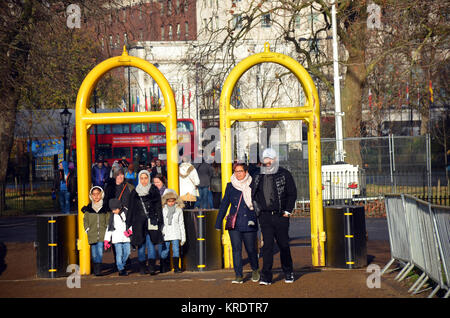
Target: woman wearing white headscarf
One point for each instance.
(147, 221)
(238, 196)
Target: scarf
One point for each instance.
(170, 212)
(270, 170)
(97, 206)
(244, 186)
(140, 189)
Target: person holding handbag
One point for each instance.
(241, 221)
(147, 222)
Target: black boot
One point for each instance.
(142, 266)
(176, 266)
(152, 266)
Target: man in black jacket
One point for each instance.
(274, 194)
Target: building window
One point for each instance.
(266, 21)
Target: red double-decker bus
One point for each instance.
(137, 142)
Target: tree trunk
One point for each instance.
(351, 104)
(8, 105)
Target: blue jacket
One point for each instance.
(244, 215)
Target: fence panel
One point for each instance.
(398, 230)
(441, 222)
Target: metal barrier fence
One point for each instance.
(419, 237)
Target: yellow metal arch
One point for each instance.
(84, 119)
(309, 112)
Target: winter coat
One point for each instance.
(205, 172)
(99, 175)
(67, 176)
(139, 219)
(95, 223)
(117, 235)
(283, 189)
(244, 215)
(189, 180)
(112, 191)
(176, 230)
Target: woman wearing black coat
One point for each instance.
(147, 221)
(238, 195)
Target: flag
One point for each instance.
(431, 93)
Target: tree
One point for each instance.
(403, 34)
(42, 62)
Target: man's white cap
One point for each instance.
(269, 153)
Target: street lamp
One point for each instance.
(129, 48)
(65, 122)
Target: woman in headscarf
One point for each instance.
(238, 195)
(147, 221)
(96, 220)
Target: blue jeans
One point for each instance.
(122, 253)
(249, 239)
(151, 249)
(205, 199)
(97, 252)
(64, 201)
(166, 249)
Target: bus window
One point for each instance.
(140, 154)
(161, 128)
(153, 127)
(138, 128)
(103, 129)
(104, 151)
(120, 152)
(185, 126)
(121, 129)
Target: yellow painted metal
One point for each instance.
(310, 113)
(84, 119)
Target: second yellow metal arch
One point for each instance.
(309, 112)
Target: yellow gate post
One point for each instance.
(84, 119)
(309, 113)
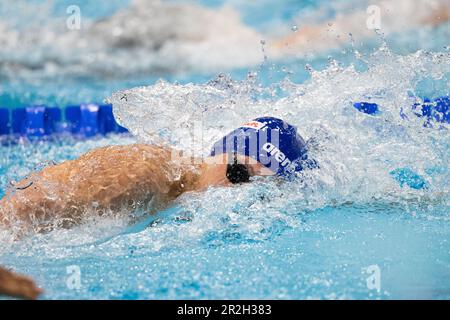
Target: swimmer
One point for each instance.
(146, 177)
(17, 286)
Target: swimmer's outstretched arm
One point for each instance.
(104, 180)
(17, 286)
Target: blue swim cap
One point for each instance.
(272, 142)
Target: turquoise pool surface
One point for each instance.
(348, 231)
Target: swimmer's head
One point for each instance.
(271, 144)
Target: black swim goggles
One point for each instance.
(236, 172)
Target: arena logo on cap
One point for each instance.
(279, 156)
(254, 125)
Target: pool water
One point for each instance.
(346, 231)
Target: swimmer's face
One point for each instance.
(254, 167)
(215, 173)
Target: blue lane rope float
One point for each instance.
(437, 110)
(85, 120)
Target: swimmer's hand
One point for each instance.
(17, 286)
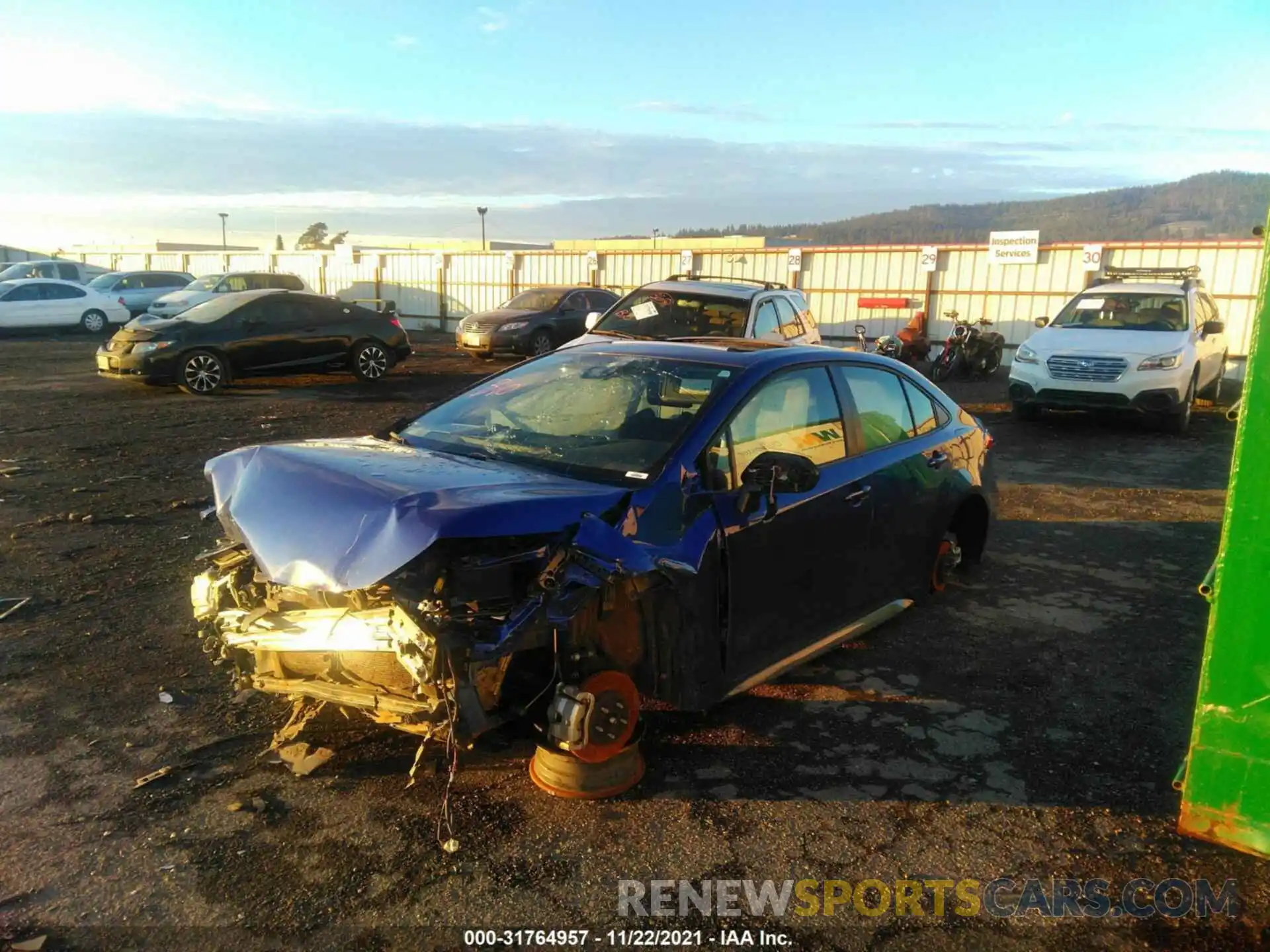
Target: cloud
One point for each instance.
(740, 114)
(540, 180)
(492, 19)
(926, 125)
(71, 77)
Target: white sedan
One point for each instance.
(42, 302)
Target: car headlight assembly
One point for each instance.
(149, 347)
(1161, 362)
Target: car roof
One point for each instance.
(1129, 287)
(44, 281)
(719, 288)
(733, 352)
(143, 270)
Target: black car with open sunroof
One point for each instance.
(255, 333)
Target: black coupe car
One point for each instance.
(532, 323)
(255, 333)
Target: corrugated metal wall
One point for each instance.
(435, 286)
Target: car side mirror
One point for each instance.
(771, 473)
(398, 426)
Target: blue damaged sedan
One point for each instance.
(669, 521)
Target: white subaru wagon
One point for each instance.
(1144, 339)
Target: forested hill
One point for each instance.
(1214, 205)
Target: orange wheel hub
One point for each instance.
(613, 720)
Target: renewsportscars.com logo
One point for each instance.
(1005, 896)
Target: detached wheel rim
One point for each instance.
(202, 374)
(372, 362)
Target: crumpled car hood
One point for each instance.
(341, 514)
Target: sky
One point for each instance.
(142, 120)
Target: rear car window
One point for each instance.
(792, 327)
(880, 404)
(665, 314)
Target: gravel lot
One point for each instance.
(1027, 724)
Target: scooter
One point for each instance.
(968, 352)
(910, 346)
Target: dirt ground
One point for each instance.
(1027, 724)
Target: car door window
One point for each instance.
(790, 324)
(926, 412)
(790, 413)
(1209, 311)
(60, 292)
(23, 292)
(880, 404)
(767, 325)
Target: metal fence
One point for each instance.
(879, 286)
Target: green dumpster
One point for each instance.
(1226, 786)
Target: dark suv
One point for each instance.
(532, 323)
(685, 307)
(255, 333)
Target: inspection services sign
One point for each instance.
(1014, 247)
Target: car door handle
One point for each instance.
(857, 496)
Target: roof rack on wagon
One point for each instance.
(1188, 276)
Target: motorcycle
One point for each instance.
(910, 346)
(969, 350)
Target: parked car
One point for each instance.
(532, 323)
(207, 287)
(50, 268)
(40, 302)
(630, 518)
(689, 307)
(139, 290)
(255, 333)
(1144, 339)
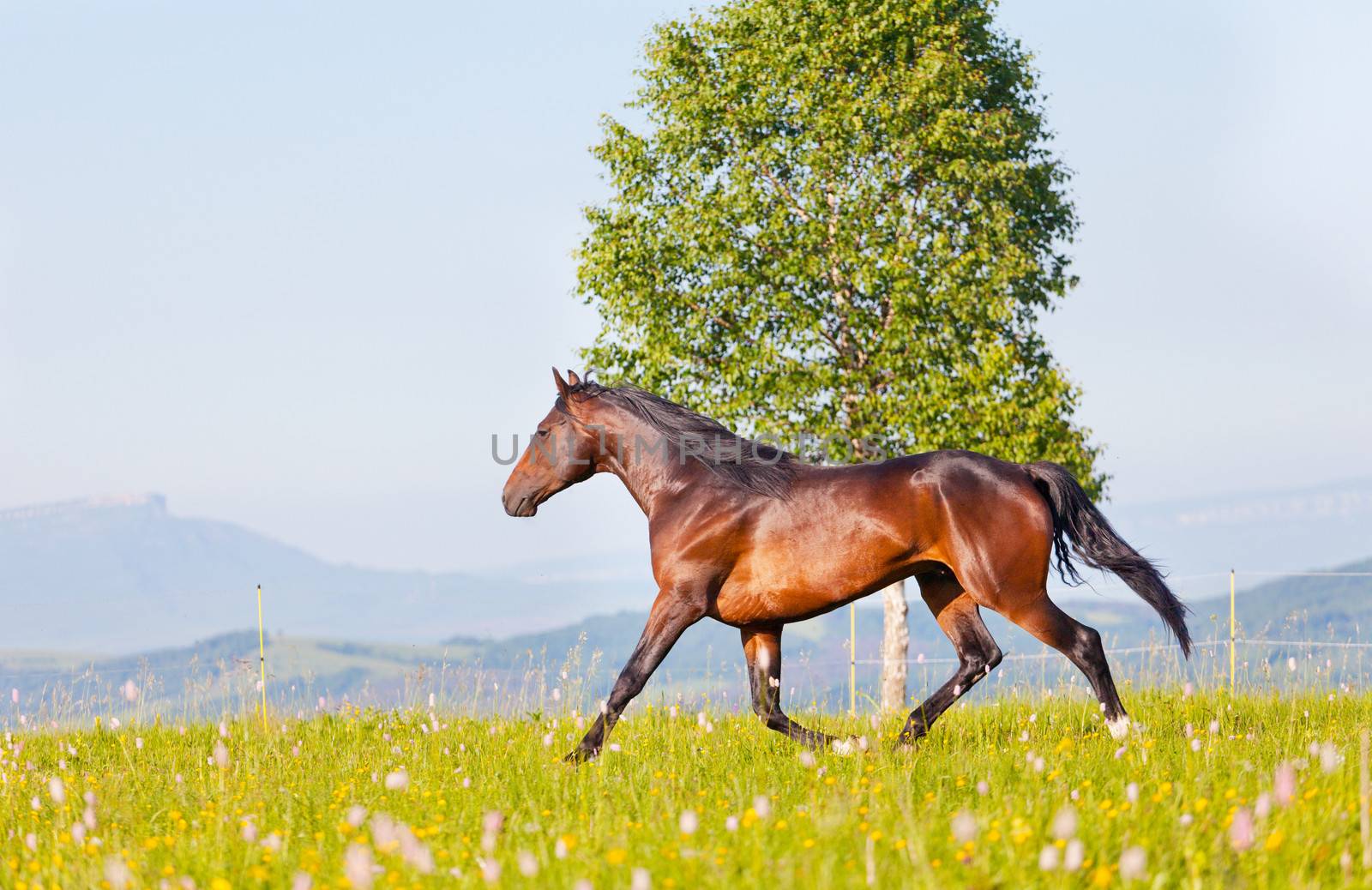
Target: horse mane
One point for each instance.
(752, 465)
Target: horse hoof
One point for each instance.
(851, 745)
(581, 756)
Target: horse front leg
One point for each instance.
(674, 610)
(761, 647)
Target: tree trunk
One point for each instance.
(895, 647)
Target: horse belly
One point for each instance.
(788, 587)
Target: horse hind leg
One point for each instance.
(960, 617)
(761, 647)
(1081, 645)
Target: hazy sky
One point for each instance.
(292, 263)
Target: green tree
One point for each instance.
(844, 219)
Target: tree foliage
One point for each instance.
(840, 219)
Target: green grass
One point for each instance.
(166, 811)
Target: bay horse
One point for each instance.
(755, 538)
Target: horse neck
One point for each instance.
(649, 473)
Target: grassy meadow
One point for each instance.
(1250, 791)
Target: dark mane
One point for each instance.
(752, 465)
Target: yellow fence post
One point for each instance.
(262, 657)
(852, 658)
(1231, 631)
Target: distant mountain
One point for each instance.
(1273, 531)
(123, 574)
(518, 674)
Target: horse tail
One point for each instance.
(1099, 546)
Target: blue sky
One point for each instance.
(292, 267)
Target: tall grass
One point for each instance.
(1260, 791)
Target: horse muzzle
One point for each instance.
(521, 505)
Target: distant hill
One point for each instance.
(518, 674)
(123, 574)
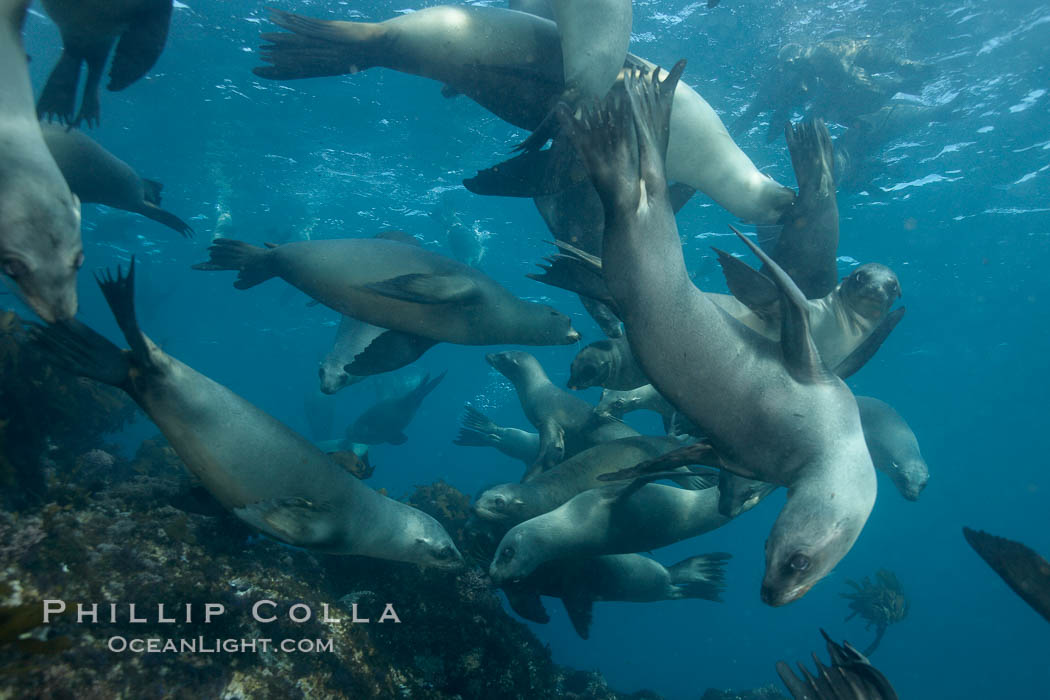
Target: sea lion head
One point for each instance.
(870, 290)
(40, 246)
(500, 503)
(591, 366)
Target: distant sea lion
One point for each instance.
(421, 296)
(607, 363)
(89, 28)
(40, 246)
(510, 504)
(611, 520)
(97, 175)
(567, 424)
(622, 577)
(894, 447)
(509, 63)
(267, 474)
(801, 427)
(385, 421)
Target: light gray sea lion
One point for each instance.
(607, 363)
(479, 430)
(385, 421)
(267, 474)
(894, 447)
(510, 504)
(567, 424)
(611, 520)
(40, 246)
(773, 411)
(96, 175)
(509, 63)
(621, 577)
(412, 291)
(89, 29)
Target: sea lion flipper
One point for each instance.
(800, 355)
(866, 349)
(390, 351)
(419, 288)
(140, 46)
(750, 287)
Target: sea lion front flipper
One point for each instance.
(526, 603)
(750, 287)
(1021, 567)
(140, 46)
(800, 355)
(390, 351)
(866, 349)
(419, 288)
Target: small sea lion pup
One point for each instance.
(620, 577)
(40, 246)
(423, 298)
(89, 28)
(805, 432)
(267, 474)
(98, 176)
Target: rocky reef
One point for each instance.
(153, 537)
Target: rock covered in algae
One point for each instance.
(134, 543)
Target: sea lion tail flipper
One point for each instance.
(140, 46)
(750, 287)
(250, 261)
(150, 210)
(390, 351)
(701, 576)
(800, 355)
(80, 349)
(866, 349)
(420, 288)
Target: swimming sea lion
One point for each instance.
(385, 421)
(479, 430)
(89, 28)
(96, 175)
(621, 577)
(801, 427)
(894, 447)
(510, 504)
(611, 520)
(412, 291)
(267, 474)
(40, 246)
(509, 63)
(606, 363)
(567, 424)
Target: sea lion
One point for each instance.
(510, 504)
(894, 447)
(421, 296)
(89, 28)
(479, 430)
(849, 677)
(96, 175)
(773, 411)
(1021, 567)
(611, 520)
(267, 474)
(509, 63)
(385, 421)
(567, 424)
(621, 577)
(607, 363)
(40, 246)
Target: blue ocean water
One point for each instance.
(959, 209)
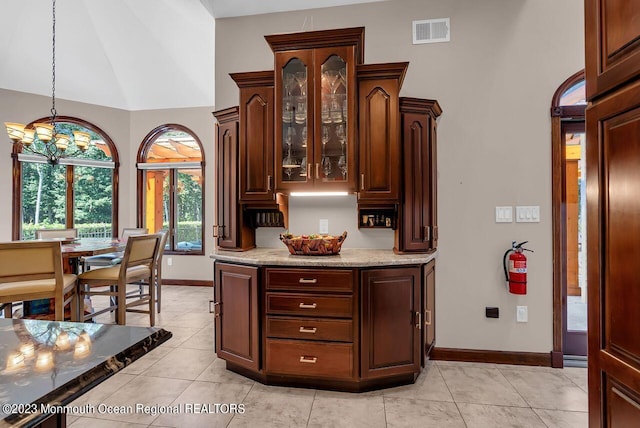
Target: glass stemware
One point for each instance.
(301, 78)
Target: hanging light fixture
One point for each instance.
(45, 139)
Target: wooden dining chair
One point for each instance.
(143, 292)
(111, 259)
(56, 233)
(138, 264)
(31, 270)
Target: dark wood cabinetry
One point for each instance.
(418, 228)
(613, 210)
(256, 141)
(391, 322)
(349, 329)
(236, 312)
(379, 130)
(231, 231)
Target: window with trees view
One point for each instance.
(80, 192)
(171, 177)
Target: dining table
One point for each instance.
(73, 250)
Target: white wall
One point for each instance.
(494, 81)
(127, 130)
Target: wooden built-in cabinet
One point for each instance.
(236, 312)
(417, 226)
(348, 329)
(391, 322)
(612, 75)
(231, 230)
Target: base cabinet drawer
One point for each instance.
(304, 358)
(310, 304)
(310, 329)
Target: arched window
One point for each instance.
(80, 192)
(170, 187)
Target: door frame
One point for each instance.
(559, 114)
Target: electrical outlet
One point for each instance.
(522, 314)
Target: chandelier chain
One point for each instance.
(53, 65)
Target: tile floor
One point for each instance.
(185, 372)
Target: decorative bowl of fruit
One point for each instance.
(313, 245)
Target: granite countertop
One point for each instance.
(51, 362)
(348, 257)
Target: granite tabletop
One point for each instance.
(348, 257)
(53, 363)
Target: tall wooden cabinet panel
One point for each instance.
(237, 315)
(391, 322)
(429, 308)
(256, 136)
(379, 130)
(231, 231)
(613, 210)
(612, 44)
(418, 228)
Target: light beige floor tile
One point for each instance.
(101, 392)
(563, 418)
(143, 363)
(179, 335)
(578, 376)
(84, 422)
(342, 409)
(483, 416)
(471, 384)
(409, 413)
(272, 406)
(206, 404)
(144, 391)
(217, 372)
(203, 339)
(182, 363)
(544, 390)
(429, 386)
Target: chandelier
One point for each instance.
(46, 139)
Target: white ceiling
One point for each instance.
(129, 54)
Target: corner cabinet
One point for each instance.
(237, 314)
(352, 328)
(417, 226)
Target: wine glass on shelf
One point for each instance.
(301, 78)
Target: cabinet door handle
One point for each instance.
(216, 313)
(427, 317)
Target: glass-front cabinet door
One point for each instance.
(315, 131)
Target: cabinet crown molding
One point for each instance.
(320, 39)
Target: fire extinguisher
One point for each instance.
(516, 273)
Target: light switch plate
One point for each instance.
(504, 214)
(528, 214)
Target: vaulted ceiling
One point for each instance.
(129, 54)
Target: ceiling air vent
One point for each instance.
(431, 31)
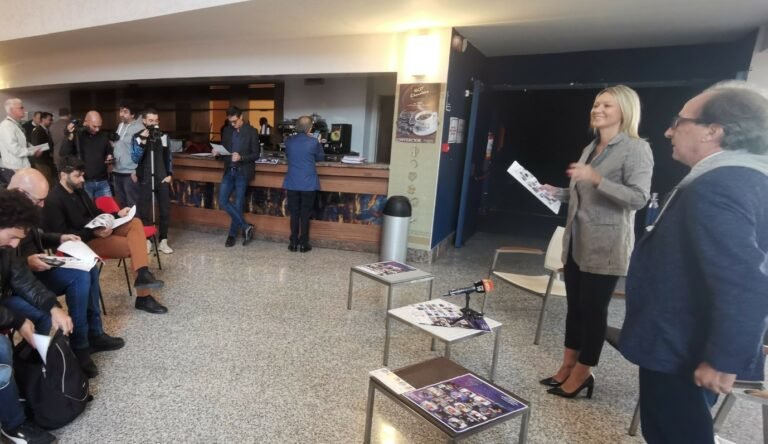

##############################

WHAT THE TASK REQUIRES — Gather every line from the listing above that contains the word "panel".

TASK OUTPUT —
Target: fence panel
Target: tall wooden cabinet panel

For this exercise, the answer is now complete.